Start of DATA TO EXAMINE
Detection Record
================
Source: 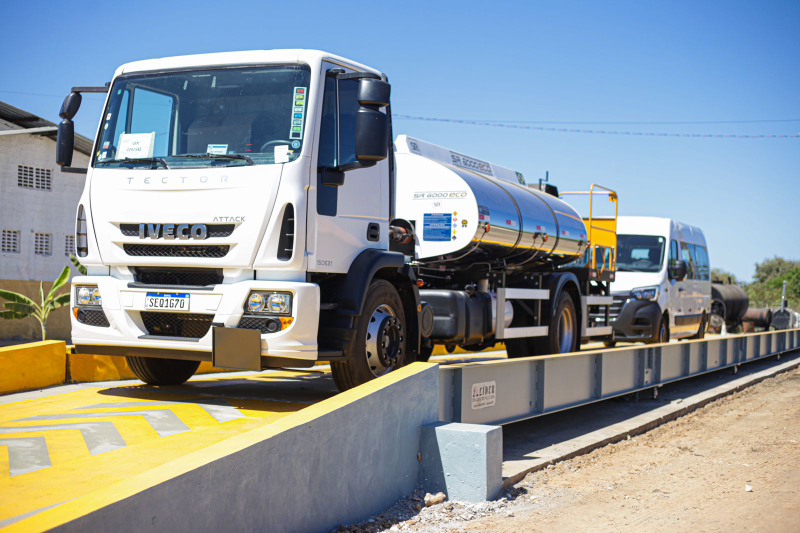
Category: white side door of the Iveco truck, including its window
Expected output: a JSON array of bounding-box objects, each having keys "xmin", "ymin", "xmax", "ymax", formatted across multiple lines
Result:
[{"xmin": 308, "ymin": 63, "xmax": 389, "ymax": 273}]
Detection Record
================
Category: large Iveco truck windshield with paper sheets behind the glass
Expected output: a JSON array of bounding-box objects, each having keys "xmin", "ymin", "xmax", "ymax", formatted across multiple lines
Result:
[{"xmin": 94, "ymin": 65, "xmax": 310, "ymax": 168}]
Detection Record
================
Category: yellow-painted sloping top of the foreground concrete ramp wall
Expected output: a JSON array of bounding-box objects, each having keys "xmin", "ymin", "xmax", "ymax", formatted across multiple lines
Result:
[{"xmin": 9, "ymin": 363, "xmax": 438, "ymax": 532}]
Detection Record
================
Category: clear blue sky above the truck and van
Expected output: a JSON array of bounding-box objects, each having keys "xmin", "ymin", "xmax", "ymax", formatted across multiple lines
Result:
[{"xmin": 0, "ymin": 0, "xmax": 800, "ymax": 279}]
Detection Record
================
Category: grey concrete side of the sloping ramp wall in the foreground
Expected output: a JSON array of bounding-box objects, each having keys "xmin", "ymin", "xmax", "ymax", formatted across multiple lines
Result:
[{"xmin": 56, "ymin": 363, "xmax": 439, "ymax": 533}]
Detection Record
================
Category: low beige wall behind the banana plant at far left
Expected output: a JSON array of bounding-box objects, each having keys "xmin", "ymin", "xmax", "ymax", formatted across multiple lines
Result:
[{"xmin": 0, "ymin": 278, "xmax": 75, "ymax": 341}]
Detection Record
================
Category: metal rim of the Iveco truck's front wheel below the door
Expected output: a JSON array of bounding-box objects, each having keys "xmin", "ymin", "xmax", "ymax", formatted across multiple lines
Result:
[{"xmin": 364, "ymin": 304, "xmax": 403, "ymax": 377}]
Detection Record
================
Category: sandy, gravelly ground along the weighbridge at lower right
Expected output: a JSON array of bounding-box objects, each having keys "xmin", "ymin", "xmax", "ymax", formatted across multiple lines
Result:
[{"xmin": 334, "ymin": 369, "xmax": 800, "ymax": 533}]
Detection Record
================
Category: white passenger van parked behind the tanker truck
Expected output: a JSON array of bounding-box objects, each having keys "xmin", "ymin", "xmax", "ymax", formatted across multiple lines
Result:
[{"xmin": 606, "ymin": 217, "xmax": 711, "ymax": 345}]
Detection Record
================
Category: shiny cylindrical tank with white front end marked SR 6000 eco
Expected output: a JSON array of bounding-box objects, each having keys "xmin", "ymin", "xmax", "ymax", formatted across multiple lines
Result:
[{"xmin": 395, "ymin": 135, "xmax": 586, "ymax": 268}]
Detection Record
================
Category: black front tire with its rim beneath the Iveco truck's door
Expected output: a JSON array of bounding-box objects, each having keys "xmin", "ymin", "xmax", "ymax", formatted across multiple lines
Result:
[{"xmin": 331, "ymin": 279, "xmax": 406, "ymax": 391}]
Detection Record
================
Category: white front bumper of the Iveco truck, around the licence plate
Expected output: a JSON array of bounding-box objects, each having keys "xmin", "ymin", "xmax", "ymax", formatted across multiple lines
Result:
[{"xmin": 70, "ymin": 276, "xmax": 320, "ymax": 361}]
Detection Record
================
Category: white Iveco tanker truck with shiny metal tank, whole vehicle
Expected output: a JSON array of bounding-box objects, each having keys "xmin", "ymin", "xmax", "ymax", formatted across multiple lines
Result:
[{"xmin": 56, "ymin": 50, "xmax": 616, "ymax": 390}]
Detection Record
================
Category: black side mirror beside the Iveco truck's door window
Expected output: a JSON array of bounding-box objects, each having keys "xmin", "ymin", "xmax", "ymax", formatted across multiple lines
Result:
[{"xmin": 355, "ymin": 78, "xmax": 391, "ymax": 168}]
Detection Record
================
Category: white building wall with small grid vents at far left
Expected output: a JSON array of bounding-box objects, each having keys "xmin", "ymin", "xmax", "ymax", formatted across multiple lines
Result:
End of DATA TO EXAMINE
▸ TASK REQUIREMENTS:
Where pictures appear, drop them, and reproduce exactly only the lines running from the beginning of the data to the line that contains "Category: metal rim", inclusive.

▸ ANSWER TO THE EXERCISE:
Detection Record
================
Source: 
Category: white side door of the Iveco truck, including its window
Expected output: a JSON array of bounding-box objects, each having keys "xmin", "ymin", "xmax", "ymax", formatted across multiple lines
Result:
[{"xmin": 308, "ymin": 63, "xmax": 389, "ymax": 273}]
Detection Record
================
Category: large Iveco truck windshield with paper sheets behind the glass
Expected output: a JSON array of bounding-box objects, each having keys "xmin", "ymin", "xmax", "ymax", formatted across multiple lines
Result:
[{"xmin": 94, "ymin": 65, "xmax": 310, "ymax": 168}]
Detection Record
================
Category: yellow-painted sloping top of the foreground concrete ramp wall
Expected output: a JSON array of bounding-box objects, each having keys "xmin", "ymin", "xmax", "ymax", formatted across multiple lines
Result:
[{"xmin": 9, "ymin": 363, "xmax": 438, "ymax": 532}]
Detection Record
================
Category: clear blue sky above the truck and van
Expected output: a JSON array of bounding-box objects, each having keys "xmin", "ymin", "xmax", "ymax", formatted across multiple lines
Result:
[{"xmin": 0, "ymin": 0, "xmax": 800, "ymax": 279}]
Detection Record
================
Category: grey concrete side of the sloping ramp wall in the foreground
Expected output: a JSON array of bounding-box objects, each having keys "xmin", "ymin", "xmax", "ymax", formatted across multiple lines
Result:
[{"xmin": 56, "ymin": 363, "xmax": 439, "ymax": 533}]
Detection Record
================
Category: low beige wall behind the banana plant at far left
Expected output: a JSON array of bounding-box objects, each having keys "xmin", "ymin", "xmax", "ymax", formatted across multiple lines
Result:
[{"xmin": 0, "ymin": 278, "xmax": 75, "ymax": 341}]
Detection Record
================
Category: metal rim of the Iveco truck's front wheel below the door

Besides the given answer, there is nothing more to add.